Excerpt to read:
Indian stand on nuclear disarmament goes back to the agreement that Pandit Nehru made in 1954. The Indian position had been that any agreement on a test ban would help reverse the process of competitive armament.
It would also pave the way for an agreement on disarmament. By the end of 1956, the different approaches of the States to the issue of a test ban had become clear.
The Soviet Union and India advocated an early and separate agreement on a ban on all nuclear tests without international verification; as such nuclear tests would not go undetected in any case. The Western countries sought limitation of and an eventual ban on nuclear testing with adequate verification. Eventually, the United States, Britain and Soviet Union began negotiations for the Partial Test Ban Treaty.
This treaty was formalised in 1963 and India became party to it. The late sixties saw a concern being expressed by India that the nuclear powers were reluctant to institute any chicks on their own stockpiles. The concern was articulated in the debates on the NPT.

Data items:
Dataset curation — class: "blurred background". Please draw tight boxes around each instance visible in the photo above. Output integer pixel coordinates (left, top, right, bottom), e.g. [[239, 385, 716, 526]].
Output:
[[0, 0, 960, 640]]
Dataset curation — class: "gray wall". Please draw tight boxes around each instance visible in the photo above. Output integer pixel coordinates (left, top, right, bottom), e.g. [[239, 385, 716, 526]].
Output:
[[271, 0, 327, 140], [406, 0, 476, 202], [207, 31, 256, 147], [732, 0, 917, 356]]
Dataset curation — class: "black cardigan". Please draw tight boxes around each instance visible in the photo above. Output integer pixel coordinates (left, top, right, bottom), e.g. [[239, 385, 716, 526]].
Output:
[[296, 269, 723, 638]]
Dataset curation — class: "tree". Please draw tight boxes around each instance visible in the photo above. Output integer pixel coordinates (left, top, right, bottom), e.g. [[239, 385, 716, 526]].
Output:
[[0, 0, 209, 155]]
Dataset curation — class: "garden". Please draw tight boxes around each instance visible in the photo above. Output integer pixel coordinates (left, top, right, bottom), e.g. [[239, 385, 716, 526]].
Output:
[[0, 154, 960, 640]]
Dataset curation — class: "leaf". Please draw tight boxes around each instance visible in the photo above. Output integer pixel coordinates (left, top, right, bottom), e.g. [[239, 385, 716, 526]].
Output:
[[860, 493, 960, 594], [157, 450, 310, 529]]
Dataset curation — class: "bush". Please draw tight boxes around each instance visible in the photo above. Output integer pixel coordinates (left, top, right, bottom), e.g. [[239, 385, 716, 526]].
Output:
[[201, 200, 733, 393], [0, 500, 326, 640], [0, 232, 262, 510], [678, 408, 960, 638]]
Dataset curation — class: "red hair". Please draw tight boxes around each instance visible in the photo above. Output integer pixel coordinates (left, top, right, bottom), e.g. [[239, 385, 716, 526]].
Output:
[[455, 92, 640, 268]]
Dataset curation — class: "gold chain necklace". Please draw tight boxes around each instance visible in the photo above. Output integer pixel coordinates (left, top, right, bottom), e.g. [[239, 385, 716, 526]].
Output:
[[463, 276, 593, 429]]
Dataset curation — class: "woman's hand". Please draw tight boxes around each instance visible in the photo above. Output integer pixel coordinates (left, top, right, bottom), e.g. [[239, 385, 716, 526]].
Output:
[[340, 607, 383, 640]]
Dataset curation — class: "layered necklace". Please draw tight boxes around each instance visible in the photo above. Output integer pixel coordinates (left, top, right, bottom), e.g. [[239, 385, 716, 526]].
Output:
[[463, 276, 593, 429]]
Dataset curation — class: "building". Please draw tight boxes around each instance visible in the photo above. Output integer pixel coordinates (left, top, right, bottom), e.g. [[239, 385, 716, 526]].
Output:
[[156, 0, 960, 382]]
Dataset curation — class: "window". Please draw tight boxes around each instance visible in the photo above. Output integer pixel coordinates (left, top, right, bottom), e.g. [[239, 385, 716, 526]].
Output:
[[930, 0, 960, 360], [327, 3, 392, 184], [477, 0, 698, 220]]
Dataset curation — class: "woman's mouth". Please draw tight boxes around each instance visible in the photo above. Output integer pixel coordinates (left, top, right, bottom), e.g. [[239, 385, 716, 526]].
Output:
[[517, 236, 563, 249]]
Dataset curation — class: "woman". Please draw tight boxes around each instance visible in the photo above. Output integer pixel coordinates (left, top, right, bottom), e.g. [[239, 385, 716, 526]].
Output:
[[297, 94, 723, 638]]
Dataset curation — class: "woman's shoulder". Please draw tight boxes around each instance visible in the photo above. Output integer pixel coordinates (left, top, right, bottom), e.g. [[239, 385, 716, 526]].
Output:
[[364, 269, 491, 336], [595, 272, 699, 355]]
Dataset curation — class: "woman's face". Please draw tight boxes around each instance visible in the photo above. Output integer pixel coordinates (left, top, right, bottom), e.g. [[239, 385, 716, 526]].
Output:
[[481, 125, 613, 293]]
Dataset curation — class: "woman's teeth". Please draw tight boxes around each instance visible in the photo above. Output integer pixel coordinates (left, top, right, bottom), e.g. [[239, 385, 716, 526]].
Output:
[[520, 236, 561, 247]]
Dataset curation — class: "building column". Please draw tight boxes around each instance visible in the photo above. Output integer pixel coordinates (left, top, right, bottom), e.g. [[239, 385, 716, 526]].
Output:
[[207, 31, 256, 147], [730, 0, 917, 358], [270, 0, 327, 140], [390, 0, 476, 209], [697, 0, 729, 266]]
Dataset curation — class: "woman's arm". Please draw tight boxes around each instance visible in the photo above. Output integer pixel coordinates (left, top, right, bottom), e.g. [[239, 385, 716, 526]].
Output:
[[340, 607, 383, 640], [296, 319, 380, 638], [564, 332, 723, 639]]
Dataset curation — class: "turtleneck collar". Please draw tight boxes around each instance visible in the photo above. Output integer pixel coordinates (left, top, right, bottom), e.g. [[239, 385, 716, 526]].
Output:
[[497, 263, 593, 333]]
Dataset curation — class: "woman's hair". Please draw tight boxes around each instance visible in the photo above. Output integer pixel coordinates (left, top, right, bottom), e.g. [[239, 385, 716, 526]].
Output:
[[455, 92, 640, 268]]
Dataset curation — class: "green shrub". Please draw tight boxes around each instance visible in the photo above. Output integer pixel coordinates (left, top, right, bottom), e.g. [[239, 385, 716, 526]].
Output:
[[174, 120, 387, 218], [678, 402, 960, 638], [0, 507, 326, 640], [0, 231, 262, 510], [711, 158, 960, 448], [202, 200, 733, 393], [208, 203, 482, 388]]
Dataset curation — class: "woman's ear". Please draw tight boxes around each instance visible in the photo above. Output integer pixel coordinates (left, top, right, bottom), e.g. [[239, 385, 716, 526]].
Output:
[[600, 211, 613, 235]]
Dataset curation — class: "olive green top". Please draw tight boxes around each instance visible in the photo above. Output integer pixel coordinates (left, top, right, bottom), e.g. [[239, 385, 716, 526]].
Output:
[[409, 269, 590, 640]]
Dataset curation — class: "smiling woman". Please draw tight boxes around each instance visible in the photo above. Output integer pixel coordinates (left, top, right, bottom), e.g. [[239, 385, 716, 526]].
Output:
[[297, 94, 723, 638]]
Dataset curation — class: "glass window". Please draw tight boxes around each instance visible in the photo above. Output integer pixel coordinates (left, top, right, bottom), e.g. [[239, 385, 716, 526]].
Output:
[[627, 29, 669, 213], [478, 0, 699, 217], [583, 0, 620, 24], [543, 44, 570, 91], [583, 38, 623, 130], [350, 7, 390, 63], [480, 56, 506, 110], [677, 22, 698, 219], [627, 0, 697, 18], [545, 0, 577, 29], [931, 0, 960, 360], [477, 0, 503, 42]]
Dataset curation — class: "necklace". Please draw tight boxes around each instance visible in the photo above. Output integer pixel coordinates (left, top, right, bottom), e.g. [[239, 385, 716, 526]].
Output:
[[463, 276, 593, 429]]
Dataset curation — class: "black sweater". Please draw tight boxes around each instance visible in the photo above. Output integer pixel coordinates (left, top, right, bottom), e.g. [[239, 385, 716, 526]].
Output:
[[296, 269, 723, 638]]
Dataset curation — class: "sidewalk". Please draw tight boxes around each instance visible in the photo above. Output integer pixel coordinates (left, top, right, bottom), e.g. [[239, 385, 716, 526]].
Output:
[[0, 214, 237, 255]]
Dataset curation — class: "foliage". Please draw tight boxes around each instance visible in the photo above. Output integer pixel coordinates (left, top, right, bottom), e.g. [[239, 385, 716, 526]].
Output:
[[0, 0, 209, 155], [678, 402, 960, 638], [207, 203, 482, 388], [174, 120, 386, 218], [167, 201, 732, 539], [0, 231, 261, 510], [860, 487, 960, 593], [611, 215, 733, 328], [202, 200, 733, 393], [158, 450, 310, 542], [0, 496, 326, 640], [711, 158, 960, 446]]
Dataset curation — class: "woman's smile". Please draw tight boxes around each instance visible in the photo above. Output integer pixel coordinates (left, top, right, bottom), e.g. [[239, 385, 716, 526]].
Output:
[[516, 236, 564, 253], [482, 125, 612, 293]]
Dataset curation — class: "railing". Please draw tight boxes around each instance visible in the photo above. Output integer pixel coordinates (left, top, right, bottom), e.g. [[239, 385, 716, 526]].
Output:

Work to do: List every country that the passage above on India's position on nuclear disarmament mentions by name.

Written answer: India, the Soviet Union, the United States, Britain